Object location annotation data
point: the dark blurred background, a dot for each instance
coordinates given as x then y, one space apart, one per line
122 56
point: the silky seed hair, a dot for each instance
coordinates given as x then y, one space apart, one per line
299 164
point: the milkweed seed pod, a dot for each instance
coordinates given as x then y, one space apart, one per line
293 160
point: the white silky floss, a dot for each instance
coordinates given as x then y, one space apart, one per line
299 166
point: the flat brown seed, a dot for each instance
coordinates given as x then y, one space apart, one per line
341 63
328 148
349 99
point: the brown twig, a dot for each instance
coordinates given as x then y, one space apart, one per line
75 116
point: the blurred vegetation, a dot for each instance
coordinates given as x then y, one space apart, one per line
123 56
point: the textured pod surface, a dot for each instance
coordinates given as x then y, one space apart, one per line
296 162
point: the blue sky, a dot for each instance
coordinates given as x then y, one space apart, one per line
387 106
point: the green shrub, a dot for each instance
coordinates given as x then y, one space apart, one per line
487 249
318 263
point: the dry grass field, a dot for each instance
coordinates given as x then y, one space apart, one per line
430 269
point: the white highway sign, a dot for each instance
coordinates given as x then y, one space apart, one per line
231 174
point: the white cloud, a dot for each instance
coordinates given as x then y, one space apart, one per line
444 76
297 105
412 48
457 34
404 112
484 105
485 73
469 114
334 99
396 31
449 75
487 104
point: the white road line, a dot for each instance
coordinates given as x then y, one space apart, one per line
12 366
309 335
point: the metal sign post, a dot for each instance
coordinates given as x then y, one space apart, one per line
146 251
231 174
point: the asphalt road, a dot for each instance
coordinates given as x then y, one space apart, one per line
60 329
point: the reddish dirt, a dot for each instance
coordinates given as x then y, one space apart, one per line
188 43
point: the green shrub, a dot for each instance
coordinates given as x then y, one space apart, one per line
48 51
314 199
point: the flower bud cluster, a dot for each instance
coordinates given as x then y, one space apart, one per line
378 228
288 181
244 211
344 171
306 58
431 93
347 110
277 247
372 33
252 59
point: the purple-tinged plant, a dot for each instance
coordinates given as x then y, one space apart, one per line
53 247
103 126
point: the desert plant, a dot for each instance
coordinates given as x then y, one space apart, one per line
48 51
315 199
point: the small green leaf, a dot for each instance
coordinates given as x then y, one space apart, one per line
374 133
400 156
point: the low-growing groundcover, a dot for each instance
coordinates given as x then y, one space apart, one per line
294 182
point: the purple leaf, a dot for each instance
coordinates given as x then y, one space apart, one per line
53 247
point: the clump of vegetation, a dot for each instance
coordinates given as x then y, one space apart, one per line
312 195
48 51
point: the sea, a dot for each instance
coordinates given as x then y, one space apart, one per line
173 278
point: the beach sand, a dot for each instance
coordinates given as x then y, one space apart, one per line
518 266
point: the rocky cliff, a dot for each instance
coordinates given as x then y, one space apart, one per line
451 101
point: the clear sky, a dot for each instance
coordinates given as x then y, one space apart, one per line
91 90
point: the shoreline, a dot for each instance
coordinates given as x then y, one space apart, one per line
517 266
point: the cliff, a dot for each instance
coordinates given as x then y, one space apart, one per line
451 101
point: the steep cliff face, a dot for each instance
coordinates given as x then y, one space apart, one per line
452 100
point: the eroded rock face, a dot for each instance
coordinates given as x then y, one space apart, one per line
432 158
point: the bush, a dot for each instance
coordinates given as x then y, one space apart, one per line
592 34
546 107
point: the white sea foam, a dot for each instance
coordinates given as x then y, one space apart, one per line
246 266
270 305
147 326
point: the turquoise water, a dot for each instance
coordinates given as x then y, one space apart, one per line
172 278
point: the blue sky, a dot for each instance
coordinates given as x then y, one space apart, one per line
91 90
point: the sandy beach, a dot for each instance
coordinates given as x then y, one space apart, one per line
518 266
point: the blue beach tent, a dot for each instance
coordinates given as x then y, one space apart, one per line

• _Aim_
Please write out the entries again from the line with "point: the cliff, a dot for each instance" through the end of the entries, requests included, and shift every x and y coordinate by adding 32 to it.

• _Finished exercise_
point: the cliff, a dot for each instance
coordinates given as x then y, one space apart, one per line
483 133
point: the steep cliff face, a dot for each instance
coordinates given as x then y, one space apart, one per line
484 132
point: the eroded rock face, a dot for each instance
coordinates given as x then y, one space apart, one per line
464 190
point: the bush, a dot for each instance
coordinates given as x then y, one space apart, one per line
624 66
578 139
point: the white sea foam, a dot for each instance
coordinates given as x then y, one space apart, one per line
278 298
302 337
179 358
point: the turquoise water, a dot for each instance
coordinates given as x then y, one space apart, one per line
204 310
point: the blue sky, a dot for each instance
coordinates given as x then y, one space apart, one per line
123 122
point: the sandy beach, a dot for each instance
coordinates given as x then y, one space apart, one per line
550 298
point: the blue beach tent, a dot for each instance
coordinates given as x then y, one space apart, one per line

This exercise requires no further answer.